The problem:
Transcribe the entries that follow, word for word.

# # # # #

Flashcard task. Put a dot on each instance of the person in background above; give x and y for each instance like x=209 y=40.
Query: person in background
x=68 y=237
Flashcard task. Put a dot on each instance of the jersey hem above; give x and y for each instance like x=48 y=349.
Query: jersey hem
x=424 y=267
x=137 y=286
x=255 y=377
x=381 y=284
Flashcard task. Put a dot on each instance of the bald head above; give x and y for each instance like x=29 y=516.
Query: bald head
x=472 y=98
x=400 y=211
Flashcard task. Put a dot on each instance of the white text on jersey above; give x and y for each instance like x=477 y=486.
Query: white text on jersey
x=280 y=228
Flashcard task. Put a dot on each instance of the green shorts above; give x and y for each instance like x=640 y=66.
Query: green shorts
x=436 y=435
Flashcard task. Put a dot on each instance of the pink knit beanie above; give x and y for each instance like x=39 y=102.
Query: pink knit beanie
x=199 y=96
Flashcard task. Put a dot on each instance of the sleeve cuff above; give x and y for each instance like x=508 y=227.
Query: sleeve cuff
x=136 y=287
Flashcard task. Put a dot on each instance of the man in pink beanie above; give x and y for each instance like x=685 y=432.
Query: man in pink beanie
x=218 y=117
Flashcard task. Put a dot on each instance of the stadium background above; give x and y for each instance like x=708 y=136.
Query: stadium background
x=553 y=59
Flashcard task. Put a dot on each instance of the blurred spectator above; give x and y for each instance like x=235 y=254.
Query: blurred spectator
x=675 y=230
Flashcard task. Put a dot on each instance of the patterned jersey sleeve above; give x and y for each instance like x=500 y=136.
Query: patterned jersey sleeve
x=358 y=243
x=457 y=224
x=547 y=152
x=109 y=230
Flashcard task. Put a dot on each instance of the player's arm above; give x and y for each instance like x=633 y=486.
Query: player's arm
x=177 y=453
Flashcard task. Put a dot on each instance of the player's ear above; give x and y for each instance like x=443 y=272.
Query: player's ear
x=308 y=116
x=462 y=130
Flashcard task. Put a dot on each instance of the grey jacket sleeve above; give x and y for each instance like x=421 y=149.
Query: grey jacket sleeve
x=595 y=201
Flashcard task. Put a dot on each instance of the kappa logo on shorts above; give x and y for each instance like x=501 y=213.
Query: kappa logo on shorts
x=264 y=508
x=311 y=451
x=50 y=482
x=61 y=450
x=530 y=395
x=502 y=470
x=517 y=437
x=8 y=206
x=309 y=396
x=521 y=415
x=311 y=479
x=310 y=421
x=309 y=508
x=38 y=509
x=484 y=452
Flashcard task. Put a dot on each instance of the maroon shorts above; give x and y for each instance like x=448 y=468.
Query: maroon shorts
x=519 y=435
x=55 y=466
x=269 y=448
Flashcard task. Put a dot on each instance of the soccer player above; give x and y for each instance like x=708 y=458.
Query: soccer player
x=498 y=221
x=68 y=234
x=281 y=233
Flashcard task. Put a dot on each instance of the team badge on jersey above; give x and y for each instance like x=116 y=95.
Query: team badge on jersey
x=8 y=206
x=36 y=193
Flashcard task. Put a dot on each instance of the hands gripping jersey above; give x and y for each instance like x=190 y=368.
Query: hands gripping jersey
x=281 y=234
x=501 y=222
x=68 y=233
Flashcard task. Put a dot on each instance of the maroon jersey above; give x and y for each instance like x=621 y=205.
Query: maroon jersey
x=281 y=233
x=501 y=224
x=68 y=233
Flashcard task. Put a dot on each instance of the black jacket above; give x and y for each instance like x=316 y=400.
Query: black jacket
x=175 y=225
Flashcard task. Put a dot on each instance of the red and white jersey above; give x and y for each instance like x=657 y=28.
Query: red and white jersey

# # # # #

Solution for this problem:
Flashcard task. Put a dot on each instance of the person in background above; give x and y for each instance like x=209 y=40.
Query: person in background
x=68 y=237
Flashcard task. Put a dot on each instance of the jersey hem above; give x and y for each instance like x=48 y=349.
Query: jersey hem
x=424 y=267
x=137 y=286
x=255 y=377
x=381 y=284
Flashcard task. Put a dot on each instance of the bald head above; give x and y for each instance like x=29 y=516.
Query: bald head
x=472 y=98
x=400 y=211
Flashcard task. Put a dot on each instance of the white text on jersey above; give x and y for each instance like x=477 y=486.
Query: white text on jersey
x=280 y=228
Flashcard task. Put a dot on each instance of the green shorts above; give x and y for each instance like x=640 y=66.
Query: green shorts
x=436 y=435
Flashcard task. Put a dot on each instance of the pink knit beanie above; give x and y for each instance like x=39 y=102.
Query: pink knit beanie
x=199 y=96
Flashcard task. Put a dot on each instance of the sleeve cuff above; give x and y for each instance like x=508 y=227.
Query: sleeve cuff
x=136 y=287
Flashcard task. Put a dot on each instance of the man in pink beanie above; give x and y for each instance like x=685 y=432.
Query: man in pink beanie
x=218 y=117
Flashcard task. Put a dot on each instance of the stadium background above; give x and y for each instance like x=708 y=136.
Query: stadium background
x=553 y=59
Flashcard task. Put a dot on each instance of the blurred spectator above; give x and y for each instance like x=235 y=254.
Query: blurred spectator
x=675 y=230
Flashcard task. Put a dot on each instance of the patterned jersey sleeve above; give x and y for each instance like x=500 y=136.
Query: patterned jersey sleeve
x=358 y=243
x=457 y=224
x=547 y=152
x=109 y=230
Flashcard task. Put a dot on each instance of the player's arm above; give x and y for each instance like x=633 y=486.
Query: player's arm
x=177 y=453
Flashcard task. Put a dot on each instance of the player's ear above; give x and y for each instance like x=443 y=272.
Query: player's ear
x=308 y=116
x=462 y=130
Flashcard task. Put a dot on each instance of the grey jacket sleeve above; give x and y for each instance like x=421 y=149.
Query: grey jacket sleeve
x=595 y=201
Flashcard task. Put a dot on each instance of the kappa logo on shorts above; give x and y for each instance like x=501 y=213.
Query: kappa logo on shorts
x=264 y=508
x=311 y=451
x=50 y=482
x=61 y=450
x=530 y=395
x=502 y=470
x=517 y=437
x=8 y=206
x=309 y=396
x=521 y=415
x=311 y=479
x=310 y=421
x=309 y=508
x=38 y=509
x=484 y=452
Flashcard task. Put a dot on each instance of the maroon shorts above; give x and y for each instance like x=448 y=468.
Query: maroon shorts
x=519 y=435
x=55 y=466
x=269 y=448
Flashcard task. Put a dot on each instance of the soccer player above; give x and y for each instance like x=708 y=458.
Query: soccer player
x=498 y=221
x=68 y=234
x=281 y=233
Flashcard task. Put a dot on each instance of the team badge on jersey above; give x and y for each instance like x=116 y=95.
Query: team badge on jersey
x=8 y=206
x=36 y=193
Flashcard task. Put a dot on each instance of the hands gripping jersey above; give x and y for each instance like x=190 y=368.
Query: hands gripping jersey
x=281 y=234
x=501 y=222
x=68 y=233
Flashcard task. Put a dot on each instance of the maroon jersey above; give x and y for each instance like x=621 y=205.
Query: maroon jersey
x=281 y=233
x=501 y=224
x=68 y=233
Flashcard task. Put a dot on each instance of the black jacket above; give x and y for each instance like x=316 y=400.
Query: black jacket
x=175 y=225
Flashcard task. Put a dot on each instance of the red and white jersey above; give x and y for each instance like x=657 y=28.
Query: red and white jersey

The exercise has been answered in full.